▶ **EXTRACT PROVIDED**
◆ ◆ ◆ ◆ ◆

Randy L. Scritchfield, CFP, LUTCF (Boomers): I primarily serve clients 55 to 70 years of age. These clients are either in or preparing for retirement. I have always related best with people 15 to 20 years older than me, and now, coincidentally, that generation represents one of the biggest and most important planning groups in the United States.
Derek T. Stephens (Gen Y): While I serve clients of all ages, many are between the ages of 26 and 37. It’s the group of people I relate to and understand best. This generation is the one I spend the most time with outside of business. Understanding my clients’ emotions and perspectives is at the core of the way I build long-term relationships.
Different generations, different concerns
Hirsch: Can you share what you find to be the biggest financial concerns on the minds of the people within the generation you most focus on? And can you talk about the kinds of discussions you initiate with prospects to uncover those concerns?
Scritchfield (Boomers): One of my market’s biggest concerns is outliving their savings. When I speak with clients, I remind them how important life insurance was to purchase when they were younger and raising a family. Now, when they are either in or preparing for retirement, I encourage them to consider income insurance in case they outlive their savings.
Stephens (Gen Y): The biggest financial concern I am seeing on the minds of young professionals and young families is savings. Are they saving enough money? Are they saving enough for retirement or a child’s education? The majority of them aren’t sure if they are doing enough or don’t know the right places to save money for their needs. I try to work with clients to understand their vision for the future. I ask them to tell me how they see their life unfolding and where they see themselves financially. When we get this established, I am able to come up with financial solutions that are tailored to their needs and objectives.

◆ ◆ ◆ ◆ ◆

▶ **EXTRACTED MATERIAL**
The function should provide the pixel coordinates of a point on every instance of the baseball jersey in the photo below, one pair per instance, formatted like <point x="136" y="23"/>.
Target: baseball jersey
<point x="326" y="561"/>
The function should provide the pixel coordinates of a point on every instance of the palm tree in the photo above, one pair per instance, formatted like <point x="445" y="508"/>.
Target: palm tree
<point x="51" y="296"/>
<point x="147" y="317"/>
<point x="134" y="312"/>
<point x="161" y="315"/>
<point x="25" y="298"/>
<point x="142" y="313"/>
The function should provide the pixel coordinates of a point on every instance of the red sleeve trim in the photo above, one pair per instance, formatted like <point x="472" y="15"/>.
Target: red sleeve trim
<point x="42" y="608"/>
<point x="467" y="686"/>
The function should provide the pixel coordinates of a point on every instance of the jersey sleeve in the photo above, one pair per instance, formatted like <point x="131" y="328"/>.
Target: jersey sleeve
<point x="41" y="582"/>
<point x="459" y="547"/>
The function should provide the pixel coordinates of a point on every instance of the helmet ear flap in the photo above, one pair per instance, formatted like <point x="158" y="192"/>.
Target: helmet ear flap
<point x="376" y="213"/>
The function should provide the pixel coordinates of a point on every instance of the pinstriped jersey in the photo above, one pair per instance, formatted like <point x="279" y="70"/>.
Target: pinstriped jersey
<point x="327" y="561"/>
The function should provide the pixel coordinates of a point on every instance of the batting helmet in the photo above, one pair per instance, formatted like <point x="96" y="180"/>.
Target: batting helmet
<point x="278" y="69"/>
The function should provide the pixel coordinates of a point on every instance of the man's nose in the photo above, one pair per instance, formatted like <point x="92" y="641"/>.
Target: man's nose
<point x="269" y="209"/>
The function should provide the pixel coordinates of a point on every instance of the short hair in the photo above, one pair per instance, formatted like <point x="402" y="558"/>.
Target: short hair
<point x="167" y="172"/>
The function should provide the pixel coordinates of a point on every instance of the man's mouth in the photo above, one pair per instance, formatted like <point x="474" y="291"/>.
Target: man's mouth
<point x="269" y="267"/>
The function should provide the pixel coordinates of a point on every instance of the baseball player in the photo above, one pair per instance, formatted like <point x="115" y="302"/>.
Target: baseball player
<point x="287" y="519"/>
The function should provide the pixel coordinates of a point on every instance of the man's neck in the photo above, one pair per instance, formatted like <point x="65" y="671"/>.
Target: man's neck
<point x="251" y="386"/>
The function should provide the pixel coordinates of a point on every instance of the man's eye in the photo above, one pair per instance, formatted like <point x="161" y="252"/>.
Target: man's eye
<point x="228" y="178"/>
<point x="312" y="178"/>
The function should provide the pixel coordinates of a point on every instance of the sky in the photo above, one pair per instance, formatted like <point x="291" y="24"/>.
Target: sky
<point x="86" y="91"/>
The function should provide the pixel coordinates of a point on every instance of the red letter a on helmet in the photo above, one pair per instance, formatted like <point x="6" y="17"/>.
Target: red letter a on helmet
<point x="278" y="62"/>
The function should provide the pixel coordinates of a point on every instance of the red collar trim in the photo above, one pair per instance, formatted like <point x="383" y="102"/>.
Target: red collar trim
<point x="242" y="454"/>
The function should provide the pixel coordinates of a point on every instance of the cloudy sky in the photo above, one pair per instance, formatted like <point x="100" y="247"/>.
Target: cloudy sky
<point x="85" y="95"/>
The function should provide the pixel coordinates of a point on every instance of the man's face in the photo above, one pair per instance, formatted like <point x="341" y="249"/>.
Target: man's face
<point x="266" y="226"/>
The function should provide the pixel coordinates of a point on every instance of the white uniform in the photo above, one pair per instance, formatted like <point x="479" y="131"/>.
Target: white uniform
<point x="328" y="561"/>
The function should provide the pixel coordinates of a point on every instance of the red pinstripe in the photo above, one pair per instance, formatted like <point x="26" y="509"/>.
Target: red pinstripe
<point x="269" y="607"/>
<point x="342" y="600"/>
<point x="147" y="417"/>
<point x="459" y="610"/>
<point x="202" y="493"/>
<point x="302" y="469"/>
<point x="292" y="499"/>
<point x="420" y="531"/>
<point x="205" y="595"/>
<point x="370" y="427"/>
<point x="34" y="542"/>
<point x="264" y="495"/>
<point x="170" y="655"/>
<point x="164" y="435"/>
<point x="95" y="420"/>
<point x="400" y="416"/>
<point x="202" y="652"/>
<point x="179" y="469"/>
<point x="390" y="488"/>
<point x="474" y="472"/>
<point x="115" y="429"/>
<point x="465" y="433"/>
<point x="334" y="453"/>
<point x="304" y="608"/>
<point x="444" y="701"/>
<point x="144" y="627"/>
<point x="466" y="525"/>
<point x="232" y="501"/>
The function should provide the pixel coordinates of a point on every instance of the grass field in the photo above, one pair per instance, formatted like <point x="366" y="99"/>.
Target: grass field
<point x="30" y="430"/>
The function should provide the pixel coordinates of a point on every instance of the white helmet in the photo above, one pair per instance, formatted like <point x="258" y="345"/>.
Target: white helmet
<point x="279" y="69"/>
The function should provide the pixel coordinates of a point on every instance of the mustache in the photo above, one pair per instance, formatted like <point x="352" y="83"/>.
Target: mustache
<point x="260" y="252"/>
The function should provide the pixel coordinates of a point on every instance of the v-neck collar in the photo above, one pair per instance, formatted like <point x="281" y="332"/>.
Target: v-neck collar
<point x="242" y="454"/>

◆ ◆ ◆ ◆ ◆

▶ **TASKS**
a: From the advisor interview, reproduce the passage between "Randy L. Scritchfield, CFP, LUTCF" and "the United States.", inclusive.
b: For each statement, say whether the advisor interview agrees with it, answering yes or no and quoting the deciding words: (i) Scritchfield primarily serves clients 55 to 70 years of age. (ii) Stephens serves only clients between the ages of 26 and 37. (iii) Scritchfield encourages clients in or preparing for retirement to consider income insurance.
c: In the advisor interview, what does Stephens name as the biggest financial concern of young professionals and young families?

▶ **SOLUTIONS PER TASK**
a:
Randy L. Scritchfield, CFP, LUTCF (Boomers): I primarily serve clients 55 to 70 years of age. These clients are either in or preparing for retirement. I have always related best with people 15 to 20 years older than me, and now, coincidentally, that generation represents one of the biggest and most important planning groups in the United States.

b:
(i) Yes: "I primarily serve clients 55 to 70 years of age."
(ii) No: "While I serve clients of all ages, many are between the ages of 26 and 37."
(iii) Yes: "I encourage them to consider income insurance in case they outlive their savings."

c: Savings.